-- Opening Marker --
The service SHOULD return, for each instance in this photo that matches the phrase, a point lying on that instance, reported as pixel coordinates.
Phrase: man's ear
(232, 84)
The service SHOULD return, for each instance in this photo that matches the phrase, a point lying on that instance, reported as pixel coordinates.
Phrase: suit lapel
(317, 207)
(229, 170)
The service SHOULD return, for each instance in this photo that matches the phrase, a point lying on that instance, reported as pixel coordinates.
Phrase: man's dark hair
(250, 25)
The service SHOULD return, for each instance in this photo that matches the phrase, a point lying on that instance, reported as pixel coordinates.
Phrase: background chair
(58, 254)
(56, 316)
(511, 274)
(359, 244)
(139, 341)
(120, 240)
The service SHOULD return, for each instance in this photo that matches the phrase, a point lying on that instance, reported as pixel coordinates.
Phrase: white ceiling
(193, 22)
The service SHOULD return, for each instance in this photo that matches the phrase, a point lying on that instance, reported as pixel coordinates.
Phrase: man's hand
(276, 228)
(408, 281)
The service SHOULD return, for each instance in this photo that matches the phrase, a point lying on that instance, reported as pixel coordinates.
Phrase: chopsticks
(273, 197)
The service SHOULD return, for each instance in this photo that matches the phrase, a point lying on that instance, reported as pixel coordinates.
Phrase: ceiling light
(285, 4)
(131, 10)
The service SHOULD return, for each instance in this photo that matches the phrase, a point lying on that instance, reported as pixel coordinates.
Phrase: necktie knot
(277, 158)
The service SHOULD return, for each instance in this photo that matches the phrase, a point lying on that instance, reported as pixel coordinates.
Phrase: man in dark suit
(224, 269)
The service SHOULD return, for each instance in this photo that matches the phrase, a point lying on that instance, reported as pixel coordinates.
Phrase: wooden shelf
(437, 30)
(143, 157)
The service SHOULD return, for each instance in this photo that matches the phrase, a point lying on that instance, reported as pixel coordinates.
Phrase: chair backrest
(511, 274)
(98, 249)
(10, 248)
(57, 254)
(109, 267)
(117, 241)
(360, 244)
-- Closing Marker --
REQUIRED WORK -
The answer must be a word-for-word transcription of every record above.

ANSWER BELOW -
The service SHOULD return, for each instance in this photo that matches the phrase, a point lying on that instance, reported as pixel coordinates.
Phrase: man's ear
(232, 84)
The service SHOULD return, for each instance in this photo that matches the phrase, a point lying on that instance, reported as pixel coordinates.
Phrase: suit lapel
(317, 207)
(229, 170)
The service SHOULD return, for each instance in this photo that matches the phrase, a point lying on that instance, reported as pixel coordinates.
Phrase: man's dark hair
(250, 25)
The service SHOULD return, for each instance in this photo that matches the phrase, a point lying on that instance, reported as pixel coordinates.
Phrase: background chair
(58, 254)
(56, 316)
(511, 274)
(359, 244)
(139, 341)
(120, 240)
The service SHOULD return, for each instance in this photo that matches the phrase, a point lying on that instance, reported as pixel coordinates.
Phrase: white ceiling
(193, 22)
The service SHOULD return, for each instance in this photo that matches the phrase, a point lying on that instance, reported as pixel coordinates.
Phrase: man's hand
(276, 228)
(408, 281)
The service SHOULD return, for each instance in this photo that matches the phrase, a point lying on that instance, reported as pixel coordinates.
Phrase: chopsticks
(273, 197)
The service SHOULD return, for each instance in this photo that matches the phrase, a point lying on that instance, reported as pixel coordinates.
Phrase: ceiling light
(285, 4)
(131, 10)
The service SHOULD return, for each instance in this photo that matches the phrase, a point lying on that instance, reported as pixel coordinates.
Phrase: necktie knot
(277, 158)
The service SHOULD return, for each instance in this photo that matches the phrase, a point lying on that instance, reported as pixel coordinates.
Phrase: man in dark suit
(224, 269)
The service SHOULD return, for each instance in this photo that matches the phrase, a point lying on that instance, reported as pixel coordinates.
Phrase: wooden shelf
(437, 30)
(143, 157)
The service SHOULD return, for each instance in this photo that matches the phrase, a point lying on that instance, reported as pixel coordinates.
Phrase: chair backrest
(511, 274)
(98, 249)
(10, 248)
(57, 254)
(109, 267)
(117, 241)
(360, 244)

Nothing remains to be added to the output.